WHAT TO WORK ON: Please locate and copy every line of the records that contains the word "head". Matching is case-sensitive.

(Excerpts from point annotation data)
☆ ☆ ☆ ☆ ☆

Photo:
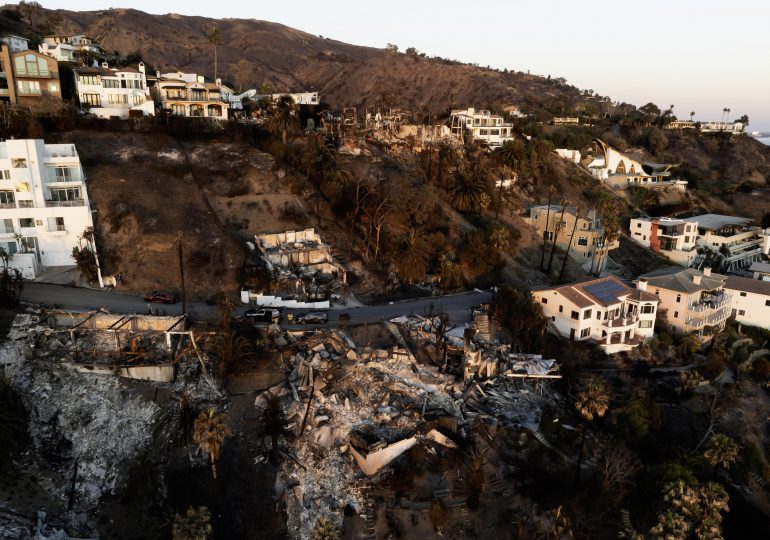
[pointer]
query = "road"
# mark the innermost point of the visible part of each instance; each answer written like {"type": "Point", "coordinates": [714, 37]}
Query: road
{"type": "Point", "coordinates": [457, 306]}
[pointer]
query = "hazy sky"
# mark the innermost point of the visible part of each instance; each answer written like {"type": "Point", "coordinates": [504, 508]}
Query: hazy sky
{"type": "Point", "coordinates": [701, 55]}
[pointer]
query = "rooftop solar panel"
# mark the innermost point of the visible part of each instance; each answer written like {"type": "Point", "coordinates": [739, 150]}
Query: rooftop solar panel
{"type": "Point", "coordinates": [606, 291]}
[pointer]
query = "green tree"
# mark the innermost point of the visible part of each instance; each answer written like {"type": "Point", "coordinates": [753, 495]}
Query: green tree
{"type": "Point", "coordinates": [194, 524]}
{"type": "Point", "coordinates": [284, 119]}
{"type": "Point", "coordinates": [214, 37]}
{"type": "Point", "coordinates": [210, 432]}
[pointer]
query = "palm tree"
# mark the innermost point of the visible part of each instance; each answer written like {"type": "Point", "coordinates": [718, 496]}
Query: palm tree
{"type": "Point", "coordinates": [551, 193]}
{"type": "Point", "coordinates": [209, 432]}
{"type": "Point", "coordinates": [284, 119]}
{"type": "Point", "coordinates": [592, 401]}
{"type": "Point", "coordinates": [194, 524]}
{"type": "Point", "coordinates": [214, 37]}
{"type": "Point", "coordinates": [413, 258]}
{"type": "Point", "coordinates": [721, 452]}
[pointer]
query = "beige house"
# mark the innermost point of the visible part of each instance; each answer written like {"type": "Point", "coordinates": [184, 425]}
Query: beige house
{"type": "Point", "coordinates": [690, 300]}
{"type": "Point", "coordinates": [604, 311]}
{"type": "Point", "coordinates": [589, 247]}
{"type": "Point", "coordinates": [751, 300]}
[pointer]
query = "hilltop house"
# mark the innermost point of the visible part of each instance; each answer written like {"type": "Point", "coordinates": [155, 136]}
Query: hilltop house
{"type": "Point", "coordinates": [589, 248]}
{"type": "Point", "coordinates": [44, 204]}
{"type": "Point", "coordinates": [490, 129]}
{"type": "Point", "coordinates": [188, 94]}
{"type": "Point", "coordinates": [751, 301]}
{"type": "Point", "coordinates": [29, 79]}
{"type": "Point", "coordinates": [605, 311]}
{"type": "Point", "coordinates": [675, 239]}
{"type": "Point", "coordinates": [63, 48]}
{"type": "Point", "coordinates": [108, 92]}
{"type": "Point", "coordinates": [621, 171]}
{"type": "Point", "coordinates": [691, 301]}
{"type": "Point", "coordinates": [733, 238]}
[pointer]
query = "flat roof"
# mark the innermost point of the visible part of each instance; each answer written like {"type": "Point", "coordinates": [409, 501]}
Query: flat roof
{"type": "Point", "coordinates": [717, 221]}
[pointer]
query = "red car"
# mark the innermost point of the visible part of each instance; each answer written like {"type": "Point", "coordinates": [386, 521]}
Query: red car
{"type": "Point", "coordinates": [162, 297]}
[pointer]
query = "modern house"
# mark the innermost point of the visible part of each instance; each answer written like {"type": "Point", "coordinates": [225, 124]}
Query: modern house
{"type": "Point", "coordinates": [490, 129]}
{"type": "Point", "coordinates": [29, 79]}
{"type": "Point", "coordinates": [751, 301]}
{"type": "Point", "coordinates": [739, 243]}
{"type": "Point", "coordinates": [108, 92]}
{"type": "Point", "coordinates": [43, 203]}
{"type": "Point", "coordinates": [760, 271]}
{"type": "Point", "coordinates": [675, 239]}
{"type": "Point", "coordinates": [589, 247]}
{"type": "Point", "coordinates": [64, 48]}
{"type": "Point", "coordinates": [691, 301]}
{"type": "Point", "coordinates": [605, 311]}
{"type": "Point", "coordinates": [621, 171]}
{"type": "Point", "coordinates": [188, 94]}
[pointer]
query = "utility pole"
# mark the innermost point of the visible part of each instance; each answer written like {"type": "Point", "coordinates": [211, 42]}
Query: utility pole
{"type": "Point", "coordinates": [180, 246]}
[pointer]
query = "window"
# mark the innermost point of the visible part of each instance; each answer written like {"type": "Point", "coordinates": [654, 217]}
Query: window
{"type": "Point", "coordinates": [117, 98]}
{"type": "Point", "coordinates": [7, 198]}
{"type": "Point", "coordinates": [89, 79]}
{"type": "Point", "coordinates": [56, 224]}
{"type": "Point", "coordinates": [28, 88]}
{"type": "Point", "coordinates": [65, 194]}
{"type": "Point", "coordinates": [92, 99]}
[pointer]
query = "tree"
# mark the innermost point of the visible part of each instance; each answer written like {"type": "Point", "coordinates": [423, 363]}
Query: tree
{"type": "Point", "coordinates": [413, 257]}
{"type": "Point", "coordinates": [721, 452]}
{"type": "Point", "coordinates": [592, 400]}
{"type": "Point", "coordinates": [214, 37]}
{"type": "Point", "coordinates": [284, 119]}
{"type": "Point", "coordinates": [209, 433]}
{"type": "Point", "coordinates": [194, 524]}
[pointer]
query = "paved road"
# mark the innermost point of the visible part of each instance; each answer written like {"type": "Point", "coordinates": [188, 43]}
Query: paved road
{"type": "Point", "coordinates": [457, 306]}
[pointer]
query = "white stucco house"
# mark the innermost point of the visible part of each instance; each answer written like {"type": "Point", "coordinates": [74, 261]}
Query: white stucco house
{"type": "Point", "coordinates": [44, 205]}
{"type": "Point", "coordinates": [751, 301]}
{"type": "Point", "coordinates": [605, 311]}
{"type": "Point", "coordinates": [107, 92]}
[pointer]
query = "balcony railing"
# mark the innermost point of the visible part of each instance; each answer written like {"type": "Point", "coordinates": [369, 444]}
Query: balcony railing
{"type": "Point", "coordinates": [75, 202]}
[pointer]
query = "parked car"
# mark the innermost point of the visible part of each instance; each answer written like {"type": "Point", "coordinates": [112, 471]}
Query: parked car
{"type": "Point", "coordinates": [263, 315]}
{"type": "Point", "coordinates": [312, 317]}
{"type": "Point", "coordinates": [162, 297]}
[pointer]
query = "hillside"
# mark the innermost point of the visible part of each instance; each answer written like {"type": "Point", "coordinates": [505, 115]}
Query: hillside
{"type": "Point", "coordinates": [253, 53]}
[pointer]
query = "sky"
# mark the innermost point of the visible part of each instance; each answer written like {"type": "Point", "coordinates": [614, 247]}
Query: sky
{"type": "Point", "coordinates": [699, 55]}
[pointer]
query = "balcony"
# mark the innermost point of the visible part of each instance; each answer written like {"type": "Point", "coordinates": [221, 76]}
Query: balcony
{"type": "Point", "coordinates": [74, 202]}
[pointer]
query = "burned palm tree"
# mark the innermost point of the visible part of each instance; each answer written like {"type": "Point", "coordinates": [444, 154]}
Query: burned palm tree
{"type": "Point", "coordinates": [210, 432]}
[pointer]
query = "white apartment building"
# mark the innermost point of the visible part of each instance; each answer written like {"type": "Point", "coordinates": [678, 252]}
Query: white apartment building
{"type": "Point", "coordinates": [691, 300]}
{"type": "Point", "coordinates": [43, 203]}
{"type": "Point", "coordinates": [15, 43]}
{"type": "Point", "coordinates": [107, 92]}
{"type": "Point", "coordinates": [751, 301]}
{"type": "Point", "coordinates": [675, 239]}
{"type": "Point", "coordinates": [491, 129]}
{"type": "Point", "coordinates": [64, 47]}
{"type": "Point", "coordinates": [605, 311]}
{"type": "Point", "coordinates": [734, 238]}
{"type": "Point", "coordinates": [621, 171]}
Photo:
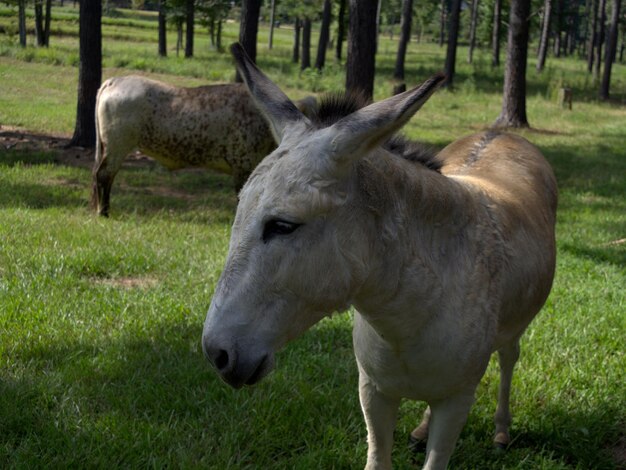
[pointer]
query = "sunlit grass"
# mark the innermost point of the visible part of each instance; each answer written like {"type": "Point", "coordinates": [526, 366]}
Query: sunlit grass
{"type": "Point", "coordinates": [100, 320]}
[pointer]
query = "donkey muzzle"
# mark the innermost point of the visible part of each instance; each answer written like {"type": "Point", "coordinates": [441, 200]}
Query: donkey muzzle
{"type": "Point", "coordinates": [237, 366]}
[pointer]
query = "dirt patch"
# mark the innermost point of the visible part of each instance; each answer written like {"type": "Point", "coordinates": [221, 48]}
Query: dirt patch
{"type": "Point", "coordinates": [127, 282]}
{"type": "Point", "coordinates": [16, 138]}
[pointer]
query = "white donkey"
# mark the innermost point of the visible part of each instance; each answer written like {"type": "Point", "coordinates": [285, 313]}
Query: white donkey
{"type": "Point", "coordinates": [215, 126]}
{"type": "Point", "coordinates": [443, 267]}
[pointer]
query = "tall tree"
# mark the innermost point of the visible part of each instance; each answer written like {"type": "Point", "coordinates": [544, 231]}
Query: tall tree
{"type": "Point", "coordinates": [405, 36]}
{"type": "Point", "coordinates": [495, 33]}
{"type": "Point", "coordinates": [591, 48]}
{"type": "Point", "coordinates": [473, 23]}
{"type": "Point", "coordinates": [249, 28]}
{"type": "Point", "coordinates": [324, 36]}
{"type": "Point", "coordinates": [341, 23]}
{"type": "Point", "coordinates": [611, 49]}
{"type": "Point", "coordinates": [22, 21]}
{"type": "Point", "coordinates": [296, 41]}
{"type": "Point", "coordinates": [453, 38]}
{"type": "Point", "coordinates": [361, 61]}
{"type": "Point", "coordinates": [162, 28]}
{"type": "Point", "coordinates": [190, 14]}
{"type": "Point", "coordinates": [545, 35]}
{"type": "Point", "coordinates": [89, 72]}
{"type": "Point", "coordinates": [600, 41]}
{"type": "Point", "coordinates": [306, 43]}
{"type": "Point", "coordinates": [514, 94]}
{"type": "Point", "coordinates": [270, 40]}
{"type": "Point", "coordinates": [443, 10]}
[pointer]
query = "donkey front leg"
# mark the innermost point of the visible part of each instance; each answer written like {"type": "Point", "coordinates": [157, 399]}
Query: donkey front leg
{"type": "Point", "coordinates": [380, 412]}
{"type": "Point", "coordinates": [447, 418]}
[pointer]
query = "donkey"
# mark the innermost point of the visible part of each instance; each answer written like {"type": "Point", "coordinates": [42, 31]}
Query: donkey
{"type": "Point", "coordinates": [214, 126]}
{"type": "Point", "coordinates": [443, 265]}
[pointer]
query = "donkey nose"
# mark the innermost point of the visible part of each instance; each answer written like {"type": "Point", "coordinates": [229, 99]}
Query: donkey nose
{"type": "Point", "coordinates": [234, 367]}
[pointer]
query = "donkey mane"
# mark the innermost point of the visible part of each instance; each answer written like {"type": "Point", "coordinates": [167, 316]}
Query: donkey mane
{"type": "Point", "coordinates": [334, 106]}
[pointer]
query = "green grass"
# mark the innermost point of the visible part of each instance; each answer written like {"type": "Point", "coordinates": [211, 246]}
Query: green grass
{"type": "Point", "coordinates": [100, 320]}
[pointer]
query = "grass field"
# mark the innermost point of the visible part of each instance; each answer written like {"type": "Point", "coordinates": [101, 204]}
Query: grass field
{"type": "Point", "coordinates": [100, 320]}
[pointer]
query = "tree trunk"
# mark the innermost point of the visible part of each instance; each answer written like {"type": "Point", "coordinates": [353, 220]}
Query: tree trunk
{"type": "Point", "coordinates": [179, 36]}
{"type": "Point", "coordinates": [453, 37]}
{"type": "Point", "coordinates": [162, 29]}
{"type": "Point", "coordinates": [270, 41]}
{"type": "Point", "coordinates": [89, 72]}
{"type": "Point", "coordinates": [495, 33]}
{"type": "Point", "coordinates": [296, 42]}
{"type": "Point", "coordinates": [306, 44]}
{"type": "Point", "coordinates": [378, 10]}
{"type": "Point", "coordinates": [189, 29]}
{"type": "Point", "coordinates": [218, 41]}
{"type": "Point", "coordinates": [602, 17]}
{"type": "Point", "coordinates": [473, 23]}
{"type": "Point", "coordinates": [46, 24]}
{"type": "Point", "coordinates": [442, 21]}
{"type": "Point", "coordinates": [22, 22]}
{"type": "Point", "coordinates": [545, 32]}
{"type": "Point", "coordinates": [611, 49]}
{"type": "Point", "coordinates": [249, 28]}
{"type": "Point", "coordinates": [361, 61]}
{"type": "Point", "coordinates": [405, 36]}
{"type": "Point", "coordinates": [341, 22]}
{"type": "Point", "coordinates": [39, 37]}
{"type": "Point", "coordinates": [324, 36]}
{"type": "Point", "coordinates": [514, 94]}
{"type": "Point", "coordinates": [592, 36]}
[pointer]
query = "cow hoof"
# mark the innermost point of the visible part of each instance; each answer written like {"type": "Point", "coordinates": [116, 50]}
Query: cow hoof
{"type": "Point", "coordinates": [416, 446]}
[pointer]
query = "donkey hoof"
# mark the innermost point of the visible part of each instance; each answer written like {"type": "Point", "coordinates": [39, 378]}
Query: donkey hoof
{"type": "Point", "coordinates": [416, 446]}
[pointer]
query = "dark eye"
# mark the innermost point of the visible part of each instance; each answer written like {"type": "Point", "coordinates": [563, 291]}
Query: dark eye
{"type": "Point", "coordinates": [277, 227]}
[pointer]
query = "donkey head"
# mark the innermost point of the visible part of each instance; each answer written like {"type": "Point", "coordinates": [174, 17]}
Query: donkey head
{"type": "Point", "coordinates": [297, 251]}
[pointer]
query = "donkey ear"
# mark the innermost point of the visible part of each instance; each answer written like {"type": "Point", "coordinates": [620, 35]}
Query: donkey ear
{"type": "Point", "coordinates": [354, 135]}
{"type": "Point", "coordinates": [279, 110]}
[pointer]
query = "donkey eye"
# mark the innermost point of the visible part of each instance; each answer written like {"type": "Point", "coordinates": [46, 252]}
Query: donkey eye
{"type": "Point", "coordinates": [277, 227]}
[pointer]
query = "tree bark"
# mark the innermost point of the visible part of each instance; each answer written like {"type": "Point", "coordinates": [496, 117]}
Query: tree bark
{"type": "Point", "coordinates": [324, 36]}
{"type": "Point", "coordinates": [592, 35]}
{"type": "Point", "coordinates": [473, 24]}
{"type": "Point", "coordinates": [249, 28]}
{"type": "Point", "coordinates": [602, 16]}
{"type": "Point", "coordinates": [361, 61]}
{"type": "Point", "coordinates": [306, 44]}
{"type": "Point", "coordinates": [162, 29]}
{"type": "Point", "coordinates": [405, 36]}
{"type": "Point", "coordinates": [189, 29]}
{"type": "Point", "coordinates": [89, 72]}
{"type": "Point", "coordinates": [495, 33]}
{"type": "Point", "coordinates": [296, 41]}
{"type": "Point", "coordinates": [514, 94]}
{"type": "Point", "coordinates": [442, 22]}
{"type": "Point", "coordinates": [22, 21]}
{"type": "Point", "coordinates": [341, 22]}
{"type": "Point", "coordinates": [545, 32]}
{"type": "Point", "coordinates": [39, 37]}
{"type": "Point", "coordinates": [611, 49]}
{"type": "Point", "coordinates": [270, 41]}
{"type": "Point", "coordinates": [46, 24]}
{"type": "Point", "coordinates": [453, 37]}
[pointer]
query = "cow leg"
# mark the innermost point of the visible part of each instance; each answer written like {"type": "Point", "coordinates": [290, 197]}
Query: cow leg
{"type": "Point", "coordinates": [380, 412]}
{"type": "Point", "coordinates": [446, 421]}
{"type": "Point", "coordinates": [507, 357]}
{"type": "Point", "coordinates": [419, 435]}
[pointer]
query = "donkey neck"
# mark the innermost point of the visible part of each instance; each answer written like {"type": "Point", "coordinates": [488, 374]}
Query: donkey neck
{"type": "Point", "coordinates": [417, 222]}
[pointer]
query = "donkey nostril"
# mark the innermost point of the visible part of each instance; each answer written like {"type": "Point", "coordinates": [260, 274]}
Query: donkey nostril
{"type": "Point", "coordinates": [221, 361]}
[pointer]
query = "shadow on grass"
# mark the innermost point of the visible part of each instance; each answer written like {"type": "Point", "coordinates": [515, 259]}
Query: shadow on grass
{"type": "Point", "coordinates": [149, 398]}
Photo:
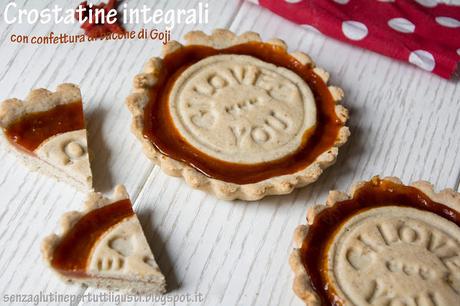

☆ ☆ ☆ ☆ ☆

WRITTEN REPLY:
query = "donkey head"
Query: donkey head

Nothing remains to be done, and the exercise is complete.